> Required work
Copy out every one of the following lines word for word.
--
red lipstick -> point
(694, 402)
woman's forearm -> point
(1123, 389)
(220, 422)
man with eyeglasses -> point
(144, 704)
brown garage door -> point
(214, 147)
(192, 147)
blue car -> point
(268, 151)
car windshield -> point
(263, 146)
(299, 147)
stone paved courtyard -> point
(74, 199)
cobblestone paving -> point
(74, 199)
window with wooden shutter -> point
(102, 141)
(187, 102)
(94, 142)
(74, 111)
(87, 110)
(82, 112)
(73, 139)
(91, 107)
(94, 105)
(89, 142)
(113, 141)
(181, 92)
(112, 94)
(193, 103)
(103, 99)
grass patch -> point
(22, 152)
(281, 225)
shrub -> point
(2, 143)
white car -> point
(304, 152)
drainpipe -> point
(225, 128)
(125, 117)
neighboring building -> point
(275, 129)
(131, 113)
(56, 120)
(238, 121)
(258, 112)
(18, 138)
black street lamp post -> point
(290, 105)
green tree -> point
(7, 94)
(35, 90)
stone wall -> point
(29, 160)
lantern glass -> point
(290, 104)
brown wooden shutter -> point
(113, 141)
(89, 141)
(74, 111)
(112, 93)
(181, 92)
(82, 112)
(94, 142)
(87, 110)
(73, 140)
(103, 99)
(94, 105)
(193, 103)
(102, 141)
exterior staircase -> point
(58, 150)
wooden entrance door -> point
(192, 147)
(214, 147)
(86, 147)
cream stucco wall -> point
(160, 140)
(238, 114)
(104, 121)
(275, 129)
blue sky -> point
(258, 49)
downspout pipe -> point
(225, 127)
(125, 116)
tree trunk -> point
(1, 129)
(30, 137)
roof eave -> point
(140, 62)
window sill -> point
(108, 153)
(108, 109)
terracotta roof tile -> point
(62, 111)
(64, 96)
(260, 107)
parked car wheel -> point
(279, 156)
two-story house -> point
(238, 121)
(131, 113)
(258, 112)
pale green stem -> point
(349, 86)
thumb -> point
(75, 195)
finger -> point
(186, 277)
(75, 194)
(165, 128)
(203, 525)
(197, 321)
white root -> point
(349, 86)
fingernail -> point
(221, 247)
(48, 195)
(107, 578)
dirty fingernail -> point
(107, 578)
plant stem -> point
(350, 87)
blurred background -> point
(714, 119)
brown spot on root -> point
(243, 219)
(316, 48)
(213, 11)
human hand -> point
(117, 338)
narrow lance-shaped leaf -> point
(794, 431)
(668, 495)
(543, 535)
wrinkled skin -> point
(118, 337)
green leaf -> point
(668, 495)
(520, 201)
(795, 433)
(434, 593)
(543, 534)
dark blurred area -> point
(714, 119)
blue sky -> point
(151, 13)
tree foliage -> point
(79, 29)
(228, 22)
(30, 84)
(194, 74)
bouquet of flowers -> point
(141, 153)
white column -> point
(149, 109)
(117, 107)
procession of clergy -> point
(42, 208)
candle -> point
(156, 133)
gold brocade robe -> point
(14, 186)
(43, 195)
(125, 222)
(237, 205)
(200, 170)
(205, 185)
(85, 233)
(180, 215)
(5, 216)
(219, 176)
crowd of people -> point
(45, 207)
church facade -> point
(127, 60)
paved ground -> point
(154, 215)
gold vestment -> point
--
> The reply
red lipstick -> point
(694, 402)
woman's forearm -> point
(1123, 389)
(220, 422)
man with eyeglasses -> point
(144, 704)
brown garage door -> point
(214, 147)
(192, 147)
blue car -> point
(268, 151)
car windshield -> point
(263, 146)
(299, 147)
stone paved courtyard -> point
(74, 199)
cobblestone paving -> point
(74, 199)
window with wooden shutter -> point
(102, 141)
(187, 102)
(94, 142)
(74, 111)
(87, 110)
(82, 112)
(73, 139)
(91, 107)
(94, 105)
(89, 142)
(113, 141)
(181, 92)
(112, 94)
(193, 103)
(103, 99)
grass patch -> point
(22, 152)
(281, 225)
shrub -> point
(2, 143)
white car -> point
(304, 152)
drainpipe -> point
(225, 128)
(125, 117)
neighboring building -> point
(275, 129)
(131, 113)
(56, 120)
(238, 121)
(258, 112)
(18, 138)
black street lamp post -> point
(290, 105)
green tree -> point
(7, 94)
(35, 90)
stone wall -> point
(29, 160)
lantern glass -> point
(290, 104)
brown wooden shutter -> point
(113, 141)
(89, 141)
(74, 111)
(112, 93)
(181, 92)
(82, 112)
(94, 142)
(87, 110)
(73, 140)
(103, 99)
(94, 105)
(193, 103)
(102, 141)
exterior staircase -> point
(58, 150)
wooden entrance door -> point
(192, 147)
(214, 147)
(86, 147)
cream stucco wall -> point
(160, 140)
(238, 114)
(104, 121)
(275, 129)
blue sky -> point
(258, 49)
downspout pipe -> point
(225, 127)
(125, 116)
tree trunk -> point
(1, 129)
(30, 137)
roof eave -> point
(140, 62)
window sill -> point
(108, 153)
(108, 109)
terracotta roof tile -> point
(62, 111)
(64, 96)
(260, 107)
parked car wheel -> point
(279, 156)
two-story house -> point
(238, 121)
(131, 113)
(258, 112)
pale green stem -> point
(349, 86)
thumb -> point
(75, 195)
finger -> point
(186, 277)
(75, 194)
(165, 128)
(203, 525)
(197, 321)
white root -> point
(349, 86)
fingernail -> point
(221, 247)
(48, 195)
(107, 578)
dirty fingernail -> point
(107, 578)
plant stem -> point
(350, 87)
blurred background -> point
(714, 119)
brown spot on root -> point
(243, 219)
(316, 48)
(213, 11)
human hand -> point
(117, 338)
narrow lance-shaped leaf -> point
(794, 431)
(668, 495)
(543, 535)
wrinkled skin -> point
(118, 337)
green leaf -> point
(668, 495)
(520, 201)
(795, 433)
(434, 593)
(543, 534)
dark blurred area -> point
(714, 119)
blue sky -> point
(151, 13)
tree foliage -> point
(79, 29)
(228, 22)
(30, 84)
(194, 74)
bouquet of flowers -> point
(141, 153)
white column -> point
(149, 109)
(117, 107)
procession of clergy -> point
(42, 208)
candle -> point
(156, 133)
gold brocade robe -> point
(14, 186)
(43, 195)
(125, 222)
(237, 205)
(200, 170)
(205, 185)
(85, 233)
(180, 215)
(5, 216)
(219, 176)
crowd of people -> point
(45, 207)
church facade -> point
(127, 60)
paved ground -> point
(154, 215)
gold vestment -> point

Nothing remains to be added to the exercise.